Записи из коллекции:
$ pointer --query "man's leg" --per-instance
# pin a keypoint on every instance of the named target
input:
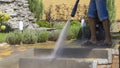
(106, 26)
(92, 25)
(103, 16)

**ЗАДАНИЕ И ТРЕБОВАНИЯ**.
Перепечатайте, пожалуйста, все строки листинга выше слово в слово, но без изображений.

**ОТВЕТ НА ЗАДАНИЕ**.
$ pointer --query "man's leg" --per-instance
# pin a keypoint on every instance of the named target
input:
(106, 26)
(92, 25)
(103, 16)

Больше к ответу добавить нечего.